» WHAT TO DO: Output all of the listing, leaving every line exactly as written.

» SUPPLIED DATA:
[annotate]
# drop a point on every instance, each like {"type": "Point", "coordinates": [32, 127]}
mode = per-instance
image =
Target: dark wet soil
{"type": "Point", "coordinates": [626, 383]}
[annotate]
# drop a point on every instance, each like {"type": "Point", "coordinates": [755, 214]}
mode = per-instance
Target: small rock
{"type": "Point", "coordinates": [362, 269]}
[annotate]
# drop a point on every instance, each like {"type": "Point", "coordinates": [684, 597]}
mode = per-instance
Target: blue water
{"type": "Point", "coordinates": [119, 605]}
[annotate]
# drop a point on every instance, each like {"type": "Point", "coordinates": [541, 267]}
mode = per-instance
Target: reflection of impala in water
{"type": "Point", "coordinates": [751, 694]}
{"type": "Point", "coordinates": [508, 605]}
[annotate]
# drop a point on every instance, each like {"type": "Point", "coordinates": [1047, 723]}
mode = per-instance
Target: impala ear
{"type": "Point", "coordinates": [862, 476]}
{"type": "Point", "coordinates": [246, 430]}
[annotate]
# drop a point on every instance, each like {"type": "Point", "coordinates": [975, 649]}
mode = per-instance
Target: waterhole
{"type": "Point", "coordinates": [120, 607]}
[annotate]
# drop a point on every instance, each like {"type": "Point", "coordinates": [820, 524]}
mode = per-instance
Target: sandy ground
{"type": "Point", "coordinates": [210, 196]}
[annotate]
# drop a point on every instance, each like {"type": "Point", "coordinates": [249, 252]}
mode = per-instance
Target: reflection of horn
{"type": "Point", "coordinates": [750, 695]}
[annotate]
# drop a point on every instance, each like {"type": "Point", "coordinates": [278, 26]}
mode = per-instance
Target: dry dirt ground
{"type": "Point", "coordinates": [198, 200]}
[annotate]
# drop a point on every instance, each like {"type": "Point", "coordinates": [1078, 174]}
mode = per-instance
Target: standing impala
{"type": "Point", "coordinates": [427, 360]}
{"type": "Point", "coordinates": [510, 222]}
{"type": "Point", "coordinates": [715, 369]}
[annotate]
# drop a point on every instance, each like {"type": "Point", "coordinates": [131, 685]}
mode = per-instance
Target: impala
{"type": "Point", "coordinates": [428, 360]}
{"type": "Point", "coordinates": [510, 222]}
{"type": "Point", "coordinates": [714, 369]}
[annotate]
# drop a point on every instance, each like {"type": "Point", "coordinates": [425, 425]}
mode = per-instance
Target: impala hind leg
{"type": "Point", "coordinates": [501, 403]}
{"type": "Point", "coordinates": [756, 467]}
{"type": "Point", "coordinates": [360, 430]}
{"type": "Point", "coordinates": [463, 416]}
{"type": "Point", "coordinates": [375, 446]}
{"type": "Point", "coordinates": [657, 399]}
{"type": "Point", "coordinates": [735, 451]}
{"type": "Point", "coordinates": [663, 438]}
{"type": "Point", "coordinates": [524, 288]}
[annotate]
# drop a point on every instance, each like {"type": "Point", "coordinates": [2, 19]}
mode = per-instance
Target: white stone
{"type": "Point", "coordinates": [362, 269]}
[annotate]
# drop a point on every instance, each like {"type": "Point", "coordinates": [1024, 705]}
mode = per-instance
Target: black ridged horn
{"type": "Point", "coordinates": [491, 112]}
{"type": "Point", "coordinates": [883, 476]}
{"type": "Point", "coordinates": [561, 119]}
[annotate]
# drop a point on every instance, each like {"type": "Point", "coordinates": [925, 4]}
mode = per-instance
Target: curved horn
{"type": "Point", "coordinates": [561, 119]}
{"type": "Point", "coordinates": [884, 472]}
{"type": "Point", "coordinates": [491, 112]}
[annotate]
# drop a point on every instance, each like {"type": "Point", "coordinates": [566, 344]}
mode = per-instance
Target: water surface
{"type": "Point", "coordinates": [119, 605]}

» TASK RESPONSE:
[annotate]
# drop a point on every instance, each like {"type": "Point", "coordinates": [32, 127]}
mode = per-instance
image =
Target: dark wet soil
{"type": "Point", "coordinates": [626, 383]}
[annotate]
# drop a point on every instance, each like {"type": "Point", "coordinates": [755, 214]}
mode = per-instance
Target: small rock
{"type": "Point", "coordinates": [362, 269]}
[annotate]
# drop a point on every instance, each like {"type": "Point", "coordinates": [684, 597]}
mode = per-instance
Target: blue water
{"type": "Point", "coordinates": [119, 605]}
[annotate]
# drop a point on every instance, each like {"type": "Point", "coordinates": [541, 267]}
mode = per-instance
Target: reflection of impala in water
{"type": "Point", "coordinates": [751, 694]}
{"type": "Point", "coordinates": [508, 605]}
[annotate]
# drop a point on every instance, each like {"type": "Point", "coordinates": [1047, 723]}
mode = per-instance
Target: impala ear
{"type": "Point", "coordinates": [862, 476]}
{"type": "Point", "coordinates": [246, 430]}
[annotate]
# drop a point on every instance, each like {"type": "Point", "coordinates": [975, 649]}
mode = per-instance
Target: waterhole
{"type": "Point", "coordinates": [120, 607]}
[annotate]
# drop a point on every instance, each like {"type": "Point", "coordinates": [820, 524]}
mode = per-instance
Target: sandy ground
{"type": "Point", "coordinates": [210, 196]}
[annotate]
# drop a point on every instance, each like {"type": "Point", "coordinates": [249, 252]}
mode = per-instance
Target: reflection of horn
{"type": "Point", "coordinates": [750, 695]}
[annotate]
# drop a point on every instance, each like {"type": "Point", "coordinates": [278, 26]}
mode = per-instance
Target: dry dirt ground
{"type": "Point", "coordinates": [198, 200]}
[annotate]
# drop a point on every instance, each like {"type": "Point", "coordinates": [1078, 174]}
mode = per-instance
Target: standing impala
{"type": "Point", "coordinates": [427, 360]}
{"type": "Point", "coordinates": [510, 222]}
{"type": "Point", "coordinates": [715, 369]}
[annotate]
# drop a point on every instance, each like {"type": "Point", "coordinates": [131, 685]}
mode = per-instance
Target: impala
{"type": "Point", "coordinates": [428, 360]}
{"type": "Point", "coordinates": [510, 222]}
{"type": "Point", "coordinates": [714, 369]}
[annotate]
# drop a point on every instance, each like {"type": "Point", "coordinates": [425, 425]}
mode = per-instance
Target: impala hind leg
{"type": "Point", "coordinates": [501, 403]}
{"type": "Point", "coordinates": [756, 467]}
{"type": "Point", "coordinates": [360, 430]}
{"type": "Point", "coordinates": [463, 416]}
{"type": "Point", "coordinates": [375, 446]}
{"type": "Point", "coordinates": [657, 399]}
{"type": "Point", "coordinates": [735, 451]}
{"type": "Point", "coordinates": [663, 438]}
{"type": "Point", "coordinates": [524, 288]}
[annotate]
# drop a point on every instance, each like {"type": "Point", "coordinates": [2, 19]}
mode = per-instance
Target: white stone
{"type": "Point", "coordinates": [362, 269]}
[annotate]
# drop a point on every instance, each like {"type": "Point", "coordinates": [1024, 705]}
mode = per-instance
Target: black ridged horn
{"type": "Point", "coordinates": [491, 112]}
{"type": "Point", "coordinates": [883, 476]}
{"type": "Point", "coordinates": [561, 119]}
[annotate]
# drop a point on every instance, each like {"type": "Point", "coordinates": [925, 4]}
mode = per-instance
Target: curved horn
{"type": "Point", "coordinates": [561, 119]}
{"type": "Point", "coordinates": [884, 472]}
{"type": "Point", "coordinates": [491, 112]}
[annotate]
# drop a point on every instance, each like {"type": "Point", "coordinates": [566, 344]}
mode = per-instance
Target: water surface
{"type": "Point", "coordinates": [119, 605]}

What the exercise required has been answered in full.